Marzo de 2023, equinoccio de primavera en la capital del estado de Veracruz, los muros del Viaducto se vuelven lienzo. Jóvenes artistas, casi todas de la Facultad de Artes de la Universidad Veracruzana, trazan sobre el concreto una genealogía femenina. Nace Históricas, mural concebido para nombrar a las que el relato oficial omitió: Juana, Frida, Rosario, y también las innombradas, que persisten sin archivo ni monumento. Lo hacen de noche, a contraluz de patrullas y neblina, trabajan gratis, por convicción. Lo que allí se pinta es la respuesta del arte a la violencia que lo antecede. Quien quiera entender el espíritu de esa madrugada, córrale a leer la crónica de aquel día, cuando Xalapa todavía parecía creer en sus muros.





3 de agosto de 2025, el mural amanece cubierto de blanco. No hay comunicado previo ni disculpa pública, solo la brocha municipal trabajando a plena luz del día. El argumento es tan viejo como la costumbre: “mantenimiento”, “restauración del espacio”, “orden”. En unas horas se borran los rostros, el árbol, las denuncias. El mural desaparece y con él la posibilidad de que nuestra ciudad dialogue con su propio dolor. Paul Ricoeur lo diría con otras palabras pero al final hablamos de lo mismo: el olvido como forma activa del poder.

## Listado de datos
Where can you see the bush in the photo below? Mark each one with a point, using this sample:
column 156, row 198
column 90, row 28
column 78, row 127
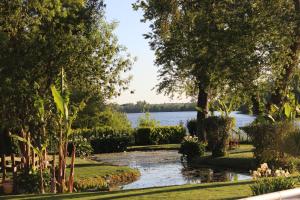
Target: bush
column 192, row 126
column 83, row 147
column 146, row 121
column 29, row 182
column 8, row 145
column 191, row 147
column 268, row 140
column 160, row 135
column 268, row 185
column 106, row 139
column 142, row 136
column 218, row 131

## Lista de tareas
1 > Pasa al inglés esta oración del texto sobre el mural Históricas: "El mural desaparece y con él la posibilidad de que nuestra ciudad dialogue con su propio dolor."
2 > Retoma el texto sobre el mural Históricas y sigue escribiéndolo a partir de su última oración.

## Resultados del ejercicio
1 > The mural disappears, and with it the possibility of our city engaging in dialogue with its own pain.

2 >
En La memoria, la historia, el olvido Ricoeur asegura que toda comunidad organiza su memoria a través del acto de selección, recordar es escoger, y en esa elección siempre se ejerce poder. Lo que las colectivas xalapeñas denuncian —la prisa con que se cubrió la obra, la falta de consulta, el tono aséptico de la respuesta oficial— revela precisamente eso, un esfuerzo por redefinir el pasado para hacerlo soportable. Ricoeur llamaría a esto un olvido activo, esa práctica en la que el Estado decide qué cicatrices pueden verse y cuáles deben ser maquilladas para preservar una ilusión de armonía. El borrado de Históricas, en Xalapa, parece menos un accidente y más un intento para volver a contar la historia en un tono más conveniente.
Ya se traza un nuevo mural. Tras el blanqueo del 3 de agosto, autoridades locales y colectivos, con mediación del Instituto Veracruzano de las Mujeres (IVM), acuerdan que el Viaducto no quedará vacío; se abre una convocatoria para proponer un nuevo mural feminista que dialogue con lo perdido. Las promesas se acompañan de anuncios técnicos: rehabilitación estructural del muro, proyecto arquitectónico en revisión, mantenimiento futuro. Se destina, inclusive, un presupuesto para la pieza. Pero esas medidas son, precisamente, parte del rito del poder; rehusar el silencio sin admitir la culpa. En ese gesto hay una tensión simbólica, ¿se reconstruye una memoria o se regula su contorno? Tras el borrado, y con chequera en mano, el Estado vuelve a tener en sus manos lo que puede verse y lo que no.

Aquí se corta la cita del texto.